TASK A
Report how many lines of the listing below contain the word "petal". Give only the number.

# Cadac Eazi Chef



## Chetty (Mar 23, 2007)

Is anyone else having the trouble with this model as I'm having?
Apart from the mess when cooking on the flame, After about ten uses the plastic baffle inside the centre pipe melts and causes the flame to go yellow and to cover everywhere in sooty deposits. This has just happened again for the second time and I have come to the conclusion this product is a load of rubbish. when I have spoken to the suppliers previously about this they sent me a replacement baffle, which I fitted but suggested it would be ok to use without the baffle, I have tried this tonight as the baffle has yet again melted and turned off in a hurry before the whole thing burst into flame. This BBQ is obviously not fit for purpose and I will be contacting the supplier asap.
Chetty


----------



## freelanderuk (Jan 30, 2009)

i would contact cadac ,

Sarah Honeywill
Customer Services
Cadac UK
0117 9866643

Sarah is most helpfull


----------



## wobby (May 1, 2005)

I have both the big and the small portable cadacs and they are great. What I don't understand from your post is the plastic baffle where is it fitted, I can't find a plastic baffle on mine.

Wobby


----------



## Zebedee (Oct 3, 2007)

wobby said:


> I can't find a plastic baffle on mine.
> Wobby


Nor can I. There ain't one, and mine works OK, like Wobby's. 

Chuck what's left of the plastic bit away and just use it without. :roll:

Dave


----------



## Chetty (Mar 23, 2007)

*Cadac Easi-Chef*

Well, if you have the same model as mine and it is working ok then you wouldn't be aware of the baffle as I wasn't until it failed. If you are lucky enough to have a different model then well done to you as other models don't have a baffle fitted. Let's face it who in their right mind fits a plastic component in line with a gas flame.
Chetty


----------



## wobby (May 1, 2005)

I hear / see what your saying just can't understand why yours is so different to ours. Can you post a photo as I was a gas engineer and may be able to shed some light on things. Can you discribe the plastic part that is melting.

Wobby


----------

Excerpt from a dataset
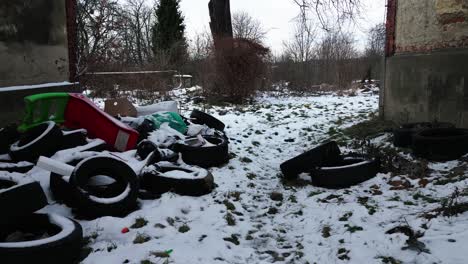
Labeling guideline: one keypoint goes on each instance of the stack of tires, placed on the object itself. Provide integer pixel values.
(29, 237)
(433, 141)
(188, 176)
(44, 139)
(98, 186)
(329, 168)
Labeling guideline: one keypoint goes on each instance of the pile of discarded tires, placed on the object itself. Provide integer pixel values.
(432, 141)
(94, 183)
(99, 184)
(29, 237)
(329, 168)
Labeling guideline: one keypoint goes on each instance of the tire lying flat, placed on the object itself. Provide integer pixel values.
(206, 156)
(19, 196)
(326, 153)
(63, 244)
(201, 118)
(95, 204)
(21, 167)
(403, 136)
(351, 170)
(441, 144)
(8, 135)
(42, 140)
(74, 138)
(181, 179)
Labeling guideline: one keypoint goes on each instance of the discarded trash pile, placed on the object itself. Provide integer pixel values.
(432, 141)
(94, 176)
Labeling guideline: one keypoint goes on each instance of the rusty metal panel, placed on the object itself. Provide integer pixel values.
(391, 27)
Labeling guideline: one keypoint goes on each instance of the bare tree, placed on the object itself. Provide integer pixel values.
(247, 27)
(336, 54)
(201, 46)
(137, 33)
(98, 24)
(301, 47)
(329, 12)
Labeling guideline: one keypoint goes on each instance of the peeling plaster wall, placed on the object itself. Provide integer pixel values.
(427, 25)
(33, 42)
(427, 77)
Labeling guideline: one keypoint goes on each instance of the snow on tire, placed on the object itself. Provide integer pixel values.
(213, 154)
(42, 140)
(441, 144)
(329, 152)
(74, 138)
(20, 167)
(8, 135)
(20, 195)
(40, 238)
(94, 203)
(181, 179)
(199, 117)
(351, 170)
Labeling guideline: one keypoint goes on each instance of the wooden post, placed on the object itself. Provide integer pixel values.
(220, 16)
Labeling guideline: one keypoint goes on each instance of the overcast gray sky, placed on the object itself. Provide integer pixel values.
(277, 17)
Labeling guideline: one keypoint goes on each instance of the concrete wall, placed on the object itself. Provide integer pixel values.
(427, 78)
(427, 87)
(33, 42)
(423, 26)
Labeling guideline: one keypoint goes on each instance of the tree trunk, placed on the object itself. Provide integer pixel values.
(221, 24)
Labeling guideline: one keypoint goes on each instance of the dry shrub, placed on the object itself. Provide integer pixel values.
(235, 71)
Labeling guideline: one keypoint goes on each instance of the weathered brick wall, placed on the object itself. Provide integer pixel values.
(428, 25)
(33, 42)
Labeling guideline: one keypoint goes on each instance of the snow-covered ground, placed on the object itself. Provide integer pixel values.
(252, 217)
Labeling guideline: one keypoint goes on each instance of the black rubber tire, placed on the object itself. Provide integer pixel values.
(73, 139)
(341, 175)
(21, 167)
(18, 200)
(145, 148)
(42, 140)
(144, 129)
(8, 135)
(403, 136)
(91, 203)
(199, 117)
(206, 157)
(63, 192)
(441, 144)
(326, 153)
(62, 247)
(156, 182)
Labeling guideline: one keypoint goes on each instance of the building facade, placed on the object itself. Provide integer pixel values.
(37, 51)
(426, 67)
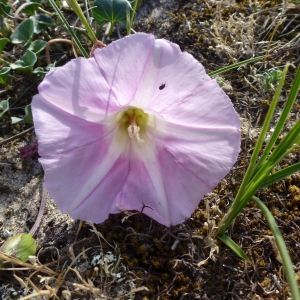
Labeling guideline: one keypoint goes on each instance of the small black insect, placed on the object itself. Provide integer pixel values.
(162, 86)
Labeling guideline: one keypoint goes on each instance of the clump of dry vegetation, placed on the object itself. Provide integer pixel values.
(132, 257)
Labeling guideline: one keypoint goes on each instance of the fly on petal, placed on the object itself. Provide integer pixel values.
(138, 125)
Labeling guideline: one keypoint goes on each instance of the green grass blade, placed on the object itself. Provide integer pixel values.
(283, 117)
(288, 144)
(280, 175)
(286, 260)
(236, 65)
(82, 18)
(70, 30)
(234, 247)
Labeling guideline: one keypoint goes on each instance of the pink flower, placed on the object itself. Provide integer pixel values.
(138, 123)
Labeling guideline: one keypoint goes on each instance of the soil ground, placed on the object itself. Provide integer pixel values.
(145, 260)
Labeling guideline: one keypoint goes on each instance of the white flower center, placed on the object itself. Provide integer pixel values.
(134, 120)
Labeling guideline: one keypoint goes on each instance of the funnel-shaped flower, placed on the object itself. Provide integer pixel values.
(138, 123)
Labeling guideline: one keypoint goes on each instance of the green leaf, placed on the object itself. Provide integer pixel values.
(23, 33)
(3, 42)
(110, 11)
(234, 247)
(27, 118)
(30, 7)
(26, 62)
(20, 246)
(40, 22)
(280, 175)
(4, 107)
(4, 27)
(4, 9)
(3, 74)
(37, 46)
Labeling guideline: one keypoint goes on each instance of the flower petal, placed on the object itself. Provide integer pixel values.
(79, 90)
(59, 131)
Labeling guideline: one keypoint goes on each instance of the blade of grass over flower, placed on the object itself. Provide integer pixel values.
(70, 30)
(286, 260)
(82, 18)
(236, 65)
(283, 117)
(280, 175)
(234, 247)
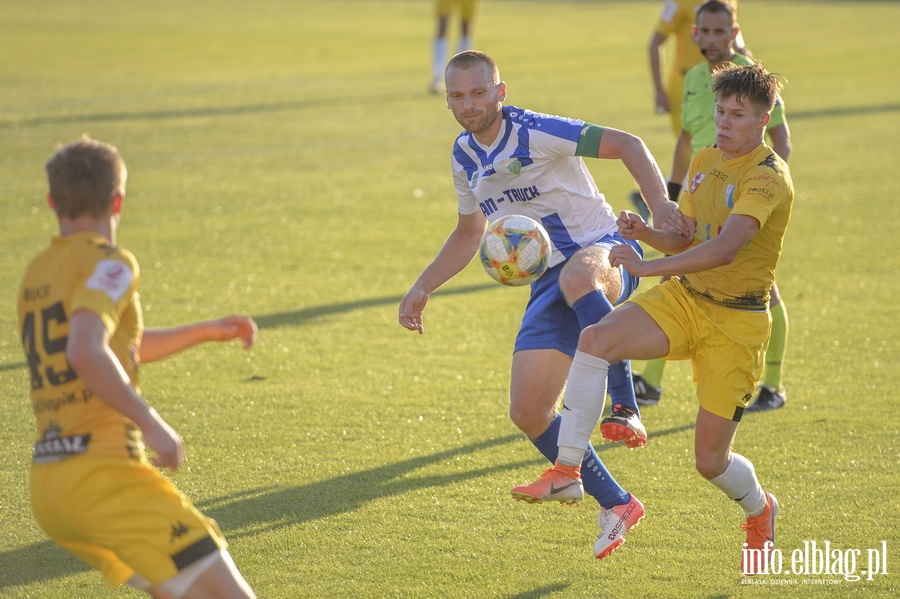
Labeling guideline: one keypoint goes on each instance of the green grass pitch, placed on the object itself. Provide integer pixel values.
(286, 161)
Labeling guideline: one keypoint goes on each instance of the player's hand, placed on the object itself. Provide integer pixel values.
(233, 327)
(671, 219)
(662, 103)
(411, 307)
(631, 225)
(164, 441)
(625, 255)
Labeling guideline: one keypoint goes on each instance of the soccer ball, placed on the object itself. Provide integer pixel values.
(515, 250)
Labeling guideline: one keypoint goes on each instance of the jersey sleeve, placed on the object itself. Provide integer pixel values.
(668, 18)
(761, 191)
(109, 288)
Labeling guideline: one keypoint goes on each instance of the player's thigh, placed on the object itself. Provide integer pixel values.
(115, 513)
(627, 333)
(537, 379)
(729, 359)
(587, 270)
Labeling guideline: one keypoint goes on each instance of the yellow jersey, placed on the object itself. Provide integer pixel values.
(757, 184)
(80, 271)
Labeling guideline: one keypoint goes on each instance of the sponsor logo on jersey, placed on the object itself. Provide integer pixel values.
(514, 166)
(770, 162)
(54, 447)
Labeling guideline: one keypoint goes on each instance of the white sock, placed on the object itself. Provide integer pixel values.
(438, 57)
(739, 482)
(582, 406)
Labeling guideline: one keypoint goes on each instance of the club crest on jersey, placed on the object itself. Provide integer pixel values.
(514, 165)
(111, 277)
(729, 196)
(695, 183)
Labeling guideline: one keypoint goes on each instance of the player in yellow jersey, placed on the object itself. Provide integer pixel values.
(94, 490)
(715, 33)
(714, 311)
(467, 10)
(677, 21)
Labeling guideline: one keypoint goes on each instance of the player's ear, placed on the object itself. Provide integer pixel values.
(117, 204)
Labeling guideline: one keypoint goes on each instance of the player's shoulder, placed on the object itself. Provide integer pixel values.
(91, 250)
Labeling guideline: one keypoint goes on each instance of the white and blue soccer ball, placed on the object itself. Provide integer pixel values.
(515, 250)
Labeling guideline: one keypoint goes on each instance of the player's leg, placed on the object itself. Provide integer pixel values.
(619, 510)
(211, 577)
(771, 393)
(467, 17)
(591, 286)
(727, 364)
(537, 381)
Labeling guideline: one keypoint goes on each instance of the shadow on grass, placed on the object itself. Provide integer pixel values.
(208, 111)
(269, 508)
(34, 563)
(298, 317)
(543, 591)
(350, 100)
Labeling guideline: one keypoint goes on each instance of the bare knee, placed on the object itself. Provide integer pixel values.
(530, 421)
(710, 465)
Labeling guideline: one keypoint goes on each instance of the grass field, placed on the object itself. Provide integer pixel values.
(286, 162)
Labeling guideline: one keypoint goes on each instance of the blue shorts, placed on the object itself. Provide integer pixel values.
(549, 322)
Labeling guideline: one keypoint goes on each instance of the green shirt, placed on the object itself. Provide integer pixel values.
(699, 105)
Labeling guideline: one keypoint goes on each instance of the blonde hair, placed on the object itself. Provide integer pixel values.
(748, 84)
(85, 176)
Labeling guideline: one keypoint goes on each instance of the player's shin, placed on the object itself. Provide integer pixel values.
(582, 406)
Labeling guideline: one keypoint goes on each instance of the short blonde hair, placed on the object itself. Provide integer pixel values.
(748, 84)
(84, 177)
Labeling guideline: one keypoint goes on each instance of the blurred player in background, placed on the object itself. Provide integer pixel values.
(676, 21)
(715, 33)
(467, 10)
(511, 160)
(94, 490)
(714, 311)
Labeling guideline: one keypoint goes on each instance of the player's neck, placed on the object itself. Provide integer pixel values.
(713, 66)
(88, 224)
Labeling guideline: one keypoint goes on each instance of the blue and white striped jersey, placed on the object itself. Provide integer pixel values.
(532, 169)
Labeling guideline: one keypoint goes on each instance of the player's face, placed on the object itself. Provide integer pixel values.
(714, 33)
(739, 126)
(476, 101)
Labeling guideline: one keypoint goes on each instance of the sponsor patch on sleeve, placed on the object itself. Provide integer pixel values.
(112, 278)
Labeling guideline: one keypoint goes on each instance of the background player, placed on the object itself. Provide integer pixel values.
(93, 489)
(511, 160)
(467, 10)
(715, 33)
(676, 21)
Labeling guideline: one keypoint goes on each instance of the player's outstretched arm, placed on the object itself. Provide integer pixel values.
(456, 253)
(161, 343)
(633, 153)
(88, 351)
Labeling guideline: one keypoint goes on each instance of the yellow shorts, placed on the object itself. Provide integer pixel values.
(121, 517)
(726, 346)
(466, 8)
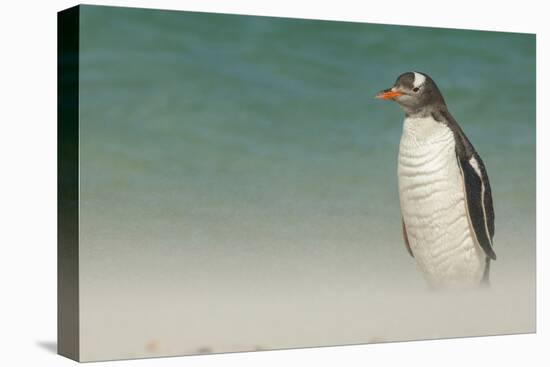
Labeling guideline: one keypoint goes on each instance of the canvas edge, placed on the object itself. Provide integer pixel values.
(68, 326)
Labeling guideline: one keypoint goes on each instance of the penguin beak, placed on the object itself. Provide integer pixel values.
(388, 94)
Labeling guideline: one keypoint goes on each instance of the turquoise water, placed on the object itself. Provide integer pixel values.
(231, 160)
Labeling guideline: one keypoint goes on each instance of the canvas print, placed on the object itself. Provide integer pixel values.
(238, 183)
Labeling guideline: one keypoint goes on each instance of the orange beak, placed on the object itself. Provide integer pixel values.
(388, 94)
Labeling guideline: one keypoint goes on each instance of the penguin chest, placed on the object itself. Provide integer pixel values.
(433, 205)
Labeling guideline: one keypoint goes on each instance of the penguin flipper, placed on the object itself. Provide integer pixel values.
(406, 237)
(479, 203)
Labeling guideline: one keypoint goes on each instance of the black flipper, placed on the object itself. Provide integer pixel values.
(477, 197)
(406, 238)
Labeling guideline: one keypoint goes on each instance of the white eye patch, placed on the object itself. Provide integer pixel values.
(419, 79)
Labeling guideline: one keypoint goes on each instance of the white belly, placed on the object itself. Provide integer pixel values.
(434, 207)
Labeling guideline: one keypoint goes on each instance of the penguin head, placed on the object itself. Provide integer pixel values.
(414, 92)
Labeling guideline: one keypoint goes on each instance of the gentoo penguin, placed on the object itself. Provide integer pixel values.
(444, 191)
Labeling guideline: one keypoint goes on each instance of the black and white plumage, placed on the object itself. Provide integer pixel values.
(444, 190)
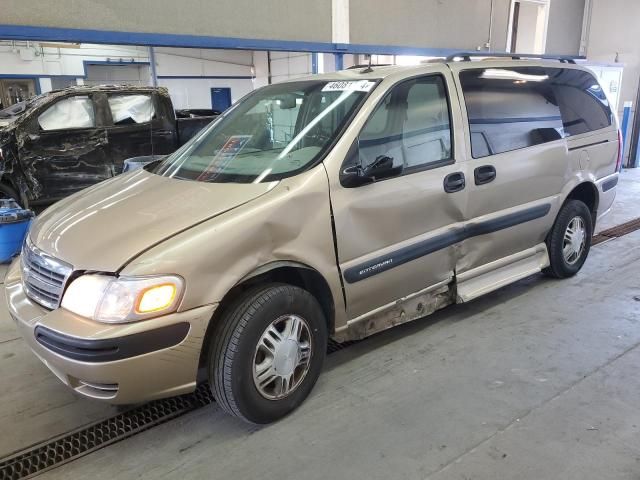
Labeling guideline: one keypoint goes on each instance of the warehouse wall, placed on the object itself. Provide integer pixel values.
(565, 27)
(183, 64)
(614, 29)
(188, 73)
(265, 19)
(459, 24)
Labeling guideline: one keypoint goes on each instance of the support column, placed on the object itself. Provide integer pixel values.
(152, 62)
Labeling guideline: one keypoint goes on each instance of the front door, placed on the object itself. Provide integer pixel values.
(397, 236)
(65, 149)
(220, 99)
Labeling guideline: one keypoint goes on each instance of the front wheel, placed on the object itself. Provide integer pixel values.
(569, 240)
(268, 351)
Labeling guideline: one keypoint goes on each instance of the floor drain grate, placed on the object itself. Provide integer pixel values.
(78, 443)
(617, 231)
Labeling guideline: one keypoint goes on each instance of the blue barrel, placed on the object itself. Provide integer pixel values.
(14, 224)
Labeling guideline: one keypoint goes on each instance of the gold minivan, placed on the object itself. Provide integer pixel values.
(333, 206)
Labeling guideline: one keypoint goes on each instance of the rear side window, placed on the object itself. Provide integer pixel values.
(411, 125)
(583, 103)
(131, 109)
(510, 109)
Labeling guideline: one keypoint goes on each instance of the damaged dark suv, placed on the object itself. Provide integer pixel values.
(63, 141)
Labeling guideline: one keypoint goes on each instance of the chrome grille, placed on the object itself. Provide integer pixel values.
(43, 276)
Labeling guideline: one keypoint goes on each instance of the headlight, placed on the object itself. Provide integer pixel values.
(125, 299)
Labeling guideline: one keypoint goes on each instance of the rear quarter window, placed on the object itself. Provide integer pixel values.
(583, 103)
(510, 108)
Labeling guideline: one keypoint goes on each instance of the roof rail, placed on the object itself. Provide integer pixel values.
(366, 65)
(467, 56)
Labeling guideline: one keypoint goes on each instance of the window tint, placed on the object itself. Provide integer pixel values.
(131, 109)
(582, 101)
(72, 112)
(411, 125)
(509, 109)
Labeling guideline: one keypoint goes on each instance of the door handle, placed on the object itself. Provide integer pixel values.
(454, 182)
(484, 174)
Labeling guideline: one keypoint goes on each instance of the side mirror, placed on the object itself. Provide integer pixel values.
(382, 167)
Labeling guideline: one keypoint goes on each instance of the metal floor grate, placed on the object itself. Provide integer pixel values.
(617, 231)
(69, 446)
(72, 445)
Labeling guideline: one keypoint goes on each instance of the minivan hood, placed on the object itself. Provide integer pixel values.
(103, 227)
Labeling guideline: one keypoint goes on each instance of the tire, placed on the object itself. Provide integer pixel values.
(561, 266)
(236, 357)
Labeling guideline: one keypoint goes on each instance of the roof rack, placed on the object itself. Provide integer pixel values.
(467, 56)
(366, 65)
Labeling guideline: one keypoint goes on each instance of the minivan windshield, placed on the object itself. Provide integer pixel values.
(275, 132)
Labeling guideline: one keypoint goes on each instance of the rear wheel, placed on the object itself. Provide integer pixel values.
(569, 240)
(268, 351)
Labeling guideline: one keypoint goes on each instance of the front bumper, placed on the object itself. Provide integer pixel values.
(120, 364)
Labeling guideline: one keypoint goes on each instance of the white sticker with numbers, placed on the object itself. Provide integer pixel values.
(348, 85)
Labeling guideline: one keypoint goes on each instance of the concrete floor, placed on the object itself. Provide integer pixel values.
(537, 380)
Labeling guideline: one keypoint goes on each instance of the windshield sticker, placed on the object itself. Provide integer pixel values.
(346, 86)
(225, 155)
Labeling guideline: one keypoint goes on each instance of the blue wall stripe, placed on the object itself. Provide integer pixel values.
(200, 77)
(28, 32)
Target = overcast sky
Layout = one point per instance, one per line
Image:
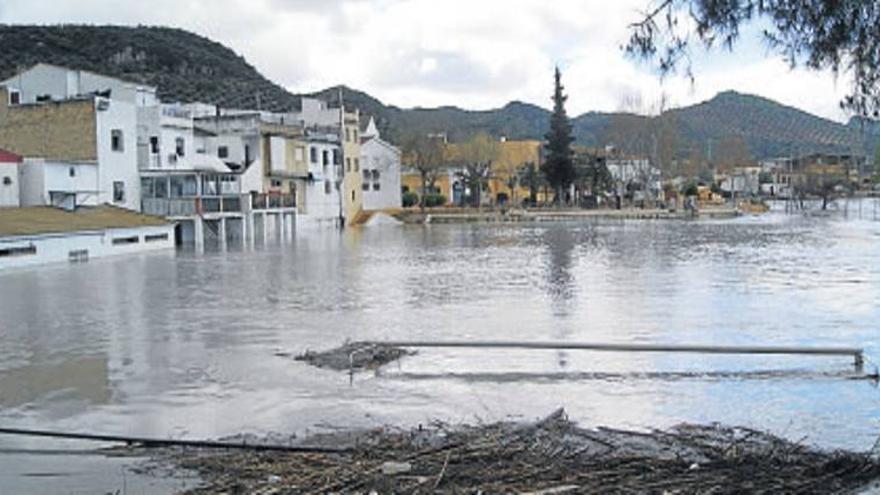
(476, 54)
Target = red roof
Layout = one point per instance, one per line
(9, 157)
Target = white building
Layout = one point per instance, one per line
(46, 82)
(319, 197)
(9, 179)
(42, 92)
(380, 165)
(42, 234)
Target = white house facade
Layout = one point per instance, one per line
(380, 166)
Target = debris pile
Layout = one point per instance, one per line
(549, 456)
(355, 355)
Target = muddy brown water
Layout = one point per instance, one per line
(200, 345)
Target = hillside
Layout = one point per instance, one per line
(187, 67)
(183, 65)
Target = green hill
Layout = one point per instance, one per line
(187, 67)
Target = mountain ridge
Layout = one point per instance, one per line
(187, 67)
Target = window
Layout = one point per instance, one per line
(78, 255)
(126, 240)
(18, 251)
(155, 237)
(116, 142)
(118, 191)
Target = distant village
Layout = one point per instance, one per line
(92, 165)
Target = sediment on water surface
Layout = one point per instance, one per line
(356, 355)
(552, 455)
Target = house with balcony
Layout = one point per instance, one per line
(78, 150)
(380, 170)
(315, 113)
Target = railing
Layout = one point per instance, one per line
(265, 201)
(183, 207)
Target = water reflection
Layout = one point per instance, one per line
(188, 344)
(83, 379)
(559, 241)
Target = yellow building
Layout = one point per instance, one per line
(284, 153)
(352, 181)
(512, 155)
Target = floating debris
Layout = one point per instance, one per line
(549, 456)
(355, 355)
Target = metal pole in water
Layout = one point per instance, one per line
(856, 353)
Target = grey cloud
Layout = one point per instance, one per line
(452, 72)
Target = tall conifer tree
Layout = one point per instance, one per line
(559, 164)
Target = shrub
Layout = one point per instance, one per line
(410, 199)
(432, 200)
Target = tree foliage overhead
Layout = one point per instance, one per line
(841, 35)
(559, 165)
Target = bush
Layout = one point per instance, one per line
(410, 199)
(432, 200)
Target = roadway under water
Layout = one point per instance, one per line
(198, 345)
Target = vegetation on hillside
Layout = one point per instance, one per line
(187, 67)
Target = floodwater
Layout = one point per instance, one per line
(190, 345)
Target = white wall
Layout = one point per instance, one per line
(118, 165)
(57, 248)
(379, 155)
(40, 177)
(63, 83)
(315, 112)
(9, 193)
(321, 207)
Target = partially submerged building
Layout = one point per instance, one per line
(44, 234)
(380, 162)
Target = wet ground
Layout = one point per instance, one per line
(193, 345)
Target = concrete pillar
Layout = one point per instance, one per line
(199, 234)
(282, 227)
(221, 233)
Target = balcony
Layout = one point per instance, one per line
(184, 207)
(268, 201)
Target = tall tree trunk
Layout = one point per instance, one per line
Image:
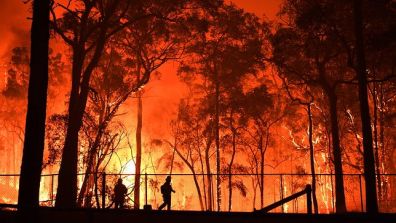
(66, 196)
(339, 179)
(375, 130)
(369, 164)
(138, 150)
(312, 158)
(261, 184)
(217, 142)
(231, 164)
(209, 176)
(33, 148)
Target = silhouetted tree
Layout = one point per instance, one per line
(29, 184)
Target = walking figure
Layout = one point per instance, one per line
(120, 192)
(166, 190)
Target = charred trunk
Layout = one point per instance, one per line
(312, 158)
(368, 159)
(33, 148)
(138, 151)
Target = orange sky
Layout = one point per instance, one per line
(162, 95)
(269, 8)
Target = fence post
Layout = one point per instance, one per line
(104, 190)
(52, 190)
(281, 190)
(361, 195)
(145, 187)
(308, 190)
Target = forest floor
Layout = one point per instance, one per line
(52, 215)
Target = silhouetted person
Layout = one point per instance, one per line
(166, 190)
(120, 192)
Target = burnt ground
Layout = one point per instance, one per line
(47, 215)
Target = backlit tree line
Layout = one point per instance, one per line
(319, 79)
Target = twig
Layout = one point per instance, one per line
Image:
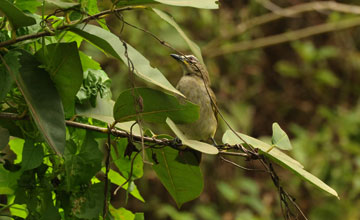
(53, 31)
(107, 167)
(285, 37)
(288, 12)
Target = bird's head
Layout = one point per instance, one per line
(191, 66)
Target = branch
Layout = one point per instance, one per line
(284, 37)
(278, 14)
(53, 31)
(119, 133)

TASK B
For each statement, say yes or no on whether it agrees with the thread above, and quote the deciding words: (i) Chetty says the baffle melted after about ten uses; (ii) wobby owns only the small portable Cadac; (iii) wobby was a gas engineer.

TASK OUTPUT A
2

TASK OUTPUT B
(i) Yes: "After about ten uses the plastic baffle inside the centre pipe melts"
(ii) No: "I have both the big and the small portable cadacs"
(iii) Yes: "I was a gas engineer"